Count the lines in the listing below that contain the string "Query", treating uppercase and lowercase as different. Give only the number.

▸ **Supplied records**:
— begin —

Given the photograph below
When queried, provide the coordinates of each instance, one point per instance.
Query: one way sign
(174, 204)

— end —
— begin —

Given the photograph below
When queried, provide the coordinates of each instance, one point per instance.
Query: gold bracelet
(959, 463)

— end —

▸ **Response to the exercise**:
2